» **PROBLEM**: Reproduce exactly, with no other output, every line of the data below from the line containing "target: gray metal surface" to the end, inclusive.

» **SUPPLIED DATA**:

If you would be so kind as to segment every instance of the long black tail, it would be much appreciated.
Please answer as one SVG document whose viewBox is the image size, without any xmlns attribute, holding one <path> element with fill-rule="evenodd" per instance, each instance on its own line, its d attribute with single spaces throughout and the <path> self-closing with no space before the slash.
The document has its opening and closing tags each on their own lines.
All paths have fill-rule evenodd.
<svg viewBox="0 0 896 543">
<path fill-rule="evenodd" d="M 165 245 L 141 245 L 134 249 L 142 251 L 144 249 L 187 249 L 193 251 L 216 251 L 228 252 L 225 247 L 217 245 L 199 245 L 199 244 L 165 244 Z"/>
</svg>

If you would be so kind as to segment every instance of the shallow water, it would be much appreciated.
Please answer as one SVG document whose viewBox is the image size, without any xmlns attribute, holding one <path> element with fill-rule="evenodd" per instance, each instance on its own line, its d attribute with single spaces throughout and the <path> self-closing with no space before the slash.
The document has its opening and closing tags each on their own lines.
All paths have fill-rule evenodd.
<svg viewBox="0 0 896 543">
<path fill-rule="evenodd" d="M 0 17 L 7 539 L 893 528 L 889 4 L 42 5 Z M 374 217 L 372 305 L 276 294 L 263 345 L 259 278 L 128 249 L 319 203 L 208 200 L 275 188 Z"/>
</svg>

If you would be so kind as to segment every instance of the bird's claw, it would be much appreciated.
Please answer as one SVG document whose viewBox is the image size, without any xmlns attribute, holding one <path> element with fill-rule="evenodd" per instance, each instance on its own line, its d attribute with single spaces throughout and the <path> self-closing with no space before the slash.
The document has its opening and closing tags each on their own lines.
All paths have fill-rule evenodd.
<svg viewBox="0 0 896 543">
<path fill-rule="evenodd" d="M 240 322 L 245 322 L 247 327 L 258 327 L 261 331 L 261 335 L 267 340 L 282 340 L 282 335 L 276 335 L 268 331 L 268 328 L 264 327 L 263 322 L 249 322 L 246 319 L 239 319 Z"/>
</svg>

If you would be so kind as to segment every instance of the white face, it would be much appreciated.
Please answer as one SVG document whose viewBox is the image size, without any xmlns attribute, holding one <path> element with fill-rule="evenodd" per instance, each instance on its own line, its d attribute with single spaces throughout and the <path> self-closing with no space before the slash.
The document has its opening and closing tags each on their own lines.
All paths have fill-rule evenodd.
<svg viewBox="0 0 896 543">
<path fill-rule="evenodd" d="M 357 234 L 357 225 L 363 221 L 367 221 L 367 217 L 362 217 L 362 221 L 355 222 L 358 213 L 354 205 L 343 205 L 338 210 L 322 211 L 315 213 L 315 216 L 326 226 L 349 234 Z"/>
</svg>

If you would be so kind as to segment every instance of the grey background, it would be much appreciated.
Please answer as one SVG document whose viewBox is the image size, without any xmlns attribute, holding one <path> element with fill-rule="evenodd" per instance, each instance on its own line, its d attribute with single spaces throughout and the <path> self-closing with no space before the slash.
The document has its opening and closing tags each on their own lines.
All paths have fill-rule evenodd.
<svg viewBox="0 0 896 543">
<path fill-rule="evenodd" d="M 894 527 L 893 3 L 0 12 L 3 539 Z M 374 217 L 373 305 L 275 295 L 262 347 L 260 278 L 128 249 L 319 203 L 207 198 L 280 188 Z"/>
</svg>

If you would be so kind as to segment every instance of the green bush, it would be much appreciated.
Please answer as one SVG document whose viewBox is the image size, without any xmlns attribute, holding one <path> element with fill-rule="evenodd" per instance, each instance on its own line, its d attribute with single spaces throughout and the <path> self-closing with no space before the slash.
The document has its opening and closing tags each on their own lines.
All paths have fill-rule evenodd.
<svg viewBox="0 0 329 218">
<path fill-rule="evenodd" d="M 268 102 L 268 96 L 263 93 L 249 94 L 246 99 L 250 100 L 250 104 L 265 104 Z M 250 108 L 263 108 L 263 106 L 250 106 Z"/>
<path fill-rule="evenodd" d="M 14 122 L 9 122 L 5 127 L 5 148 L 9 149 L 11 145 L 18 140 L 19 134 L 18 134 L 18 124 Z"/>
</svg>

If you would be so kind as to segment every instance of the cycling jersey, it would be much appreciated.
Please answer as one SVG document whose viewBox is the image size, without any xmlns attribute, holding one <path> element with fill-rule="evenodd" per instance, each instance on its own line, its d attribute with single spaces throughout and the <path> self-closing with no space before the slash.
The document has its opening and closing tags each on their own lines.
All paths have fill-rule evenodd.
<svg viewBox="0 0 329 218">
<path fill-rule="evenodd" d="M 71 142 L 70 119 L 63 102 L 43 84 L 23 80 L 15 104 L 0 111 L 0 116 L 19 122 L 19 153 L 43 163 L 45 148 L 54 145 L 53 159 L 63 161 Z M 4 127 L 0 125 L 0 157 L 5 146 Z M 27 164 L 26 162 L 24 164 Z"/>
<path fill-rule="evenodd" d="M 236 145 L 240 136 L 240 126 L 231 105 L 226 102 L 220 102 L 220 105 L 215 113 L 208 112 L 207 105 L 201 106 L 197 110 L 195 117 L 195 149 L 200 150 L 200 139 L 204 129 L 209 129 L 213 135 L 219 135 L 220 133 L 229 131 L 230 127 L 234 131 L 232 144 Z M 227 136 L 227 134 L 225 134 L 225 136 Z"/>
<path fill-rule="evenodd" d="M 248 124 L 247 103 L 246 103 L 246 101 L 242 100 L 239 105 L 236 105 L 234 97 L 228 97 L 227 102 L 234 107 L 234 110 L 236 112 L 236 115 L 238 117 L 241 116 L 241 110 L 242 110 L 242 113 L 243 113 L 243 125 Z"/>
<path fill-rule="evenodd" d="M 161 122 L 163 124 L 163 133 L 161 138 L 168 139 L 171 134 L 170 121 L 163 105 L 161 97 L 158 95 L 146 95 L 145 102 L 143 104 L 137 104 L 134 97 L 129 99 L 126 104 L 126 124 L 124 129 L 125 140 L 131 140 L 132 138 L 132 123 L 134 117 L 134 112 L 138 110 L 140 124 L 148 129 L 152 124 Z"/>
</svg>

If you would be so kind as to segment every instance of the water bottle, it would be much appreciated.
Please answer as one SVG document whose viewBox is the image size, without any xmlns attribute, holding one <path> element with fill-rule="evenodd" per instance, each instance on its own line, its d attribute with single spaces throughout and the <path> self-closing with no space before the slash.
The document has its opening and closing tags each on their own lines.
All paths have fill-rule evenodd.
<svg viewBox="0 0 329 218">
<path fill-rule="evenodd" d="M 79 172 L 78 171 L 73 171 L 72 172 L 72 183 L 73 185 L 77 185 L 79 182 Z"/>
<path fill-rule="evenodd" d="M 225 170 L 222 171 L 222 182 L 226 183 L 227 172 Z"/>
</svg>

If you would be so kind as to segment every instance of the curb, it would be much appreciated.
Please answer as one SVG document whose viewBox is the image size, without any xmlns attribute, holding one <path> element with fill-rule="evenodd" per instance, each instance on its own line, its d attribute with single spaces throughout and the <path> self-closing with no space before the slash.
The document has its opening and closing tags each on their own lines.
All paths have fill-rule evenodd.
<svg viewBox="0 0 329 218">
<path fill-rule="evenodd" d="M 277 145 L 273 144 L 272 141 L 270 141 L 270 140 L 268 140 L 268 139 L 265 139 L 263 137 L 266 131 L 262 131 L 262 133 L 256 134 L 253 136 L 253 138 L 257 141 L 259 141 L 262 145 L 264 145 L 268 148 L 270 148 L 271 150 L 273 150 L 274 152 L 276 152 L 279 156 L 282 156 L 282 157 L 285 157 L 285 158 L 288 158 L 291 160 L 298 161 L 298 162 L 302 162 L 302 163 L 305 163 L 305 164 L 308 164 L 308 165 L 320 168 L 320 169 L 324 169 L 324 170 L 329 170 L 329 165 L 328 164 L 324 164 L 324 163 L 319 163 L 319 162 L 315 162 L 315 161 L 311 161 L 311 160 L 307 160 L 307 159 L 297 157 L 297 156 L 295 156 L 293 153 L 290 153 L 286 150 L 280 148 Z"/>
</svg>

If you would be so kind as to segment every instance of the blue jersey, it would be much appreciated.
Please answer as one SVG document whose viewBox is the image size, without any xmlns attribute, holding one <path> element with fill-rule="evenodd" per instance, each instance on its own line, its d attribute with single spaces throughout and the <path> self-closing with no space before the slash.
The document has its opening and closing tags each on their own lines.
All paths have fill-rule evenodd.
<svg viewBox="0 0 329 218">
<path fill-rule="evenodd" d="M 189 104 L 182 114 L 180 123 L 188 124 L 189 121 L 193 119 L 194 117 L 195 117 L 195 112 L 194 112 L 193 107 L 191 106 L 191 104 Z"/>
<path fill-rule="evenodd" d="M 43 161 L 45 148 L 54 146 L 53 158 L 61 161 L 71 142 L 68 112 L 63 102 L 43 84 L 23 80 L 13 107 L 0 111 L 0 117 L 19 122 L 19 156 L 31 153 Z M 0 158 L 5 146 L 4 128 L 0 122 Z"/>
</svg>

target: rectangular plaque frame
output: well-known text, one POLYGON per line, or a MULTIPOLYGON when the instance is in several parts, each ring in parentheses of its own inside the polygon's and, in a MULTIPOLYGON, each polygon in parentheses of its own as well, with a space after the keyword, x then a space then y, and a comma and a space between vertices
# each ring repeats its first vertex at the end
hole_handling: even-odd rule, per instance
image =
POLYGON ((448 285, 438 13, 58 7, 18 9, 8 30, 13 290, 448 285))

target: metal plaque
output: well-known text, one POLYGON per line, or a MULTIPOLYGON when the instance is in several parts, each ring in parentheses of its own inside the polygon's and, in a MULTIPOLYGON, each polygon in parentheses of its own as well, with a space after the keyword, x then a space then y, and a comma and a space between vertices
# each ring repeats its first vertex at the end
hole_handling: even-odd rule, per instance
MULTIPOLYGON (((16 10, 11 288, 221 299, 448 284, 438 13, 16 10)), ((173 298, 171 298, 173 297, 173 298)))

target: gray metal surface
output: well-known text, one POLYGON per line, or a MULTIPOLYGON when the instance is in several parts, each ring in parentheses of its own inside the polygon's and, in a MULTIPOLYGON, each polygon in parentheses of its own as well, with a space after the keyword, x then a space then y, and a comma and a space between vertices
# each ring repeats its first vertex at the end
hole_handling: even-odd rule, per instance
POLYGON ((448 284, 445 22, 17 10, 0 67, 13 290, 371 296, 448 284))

» **FULL ANSWER**:
target: gray metal surface
output: well-known text, one POLYGON per line, or a MULTIPOLYGON when the instance is in several parts, each ring in parentheses of its own inside the polygon's and, in a MULTIPOLYGON, each polygon in parentheses of its own as well, with a space after the keyword, x then a space then y, and a comma and a space between vertices
# each ring repeats its first vertex at the end
hole_handling: even-odd rule, per instance
POLYGON ((448 284, 445 22, 17 10, 0 67, 13 290, 371 296, 448 284))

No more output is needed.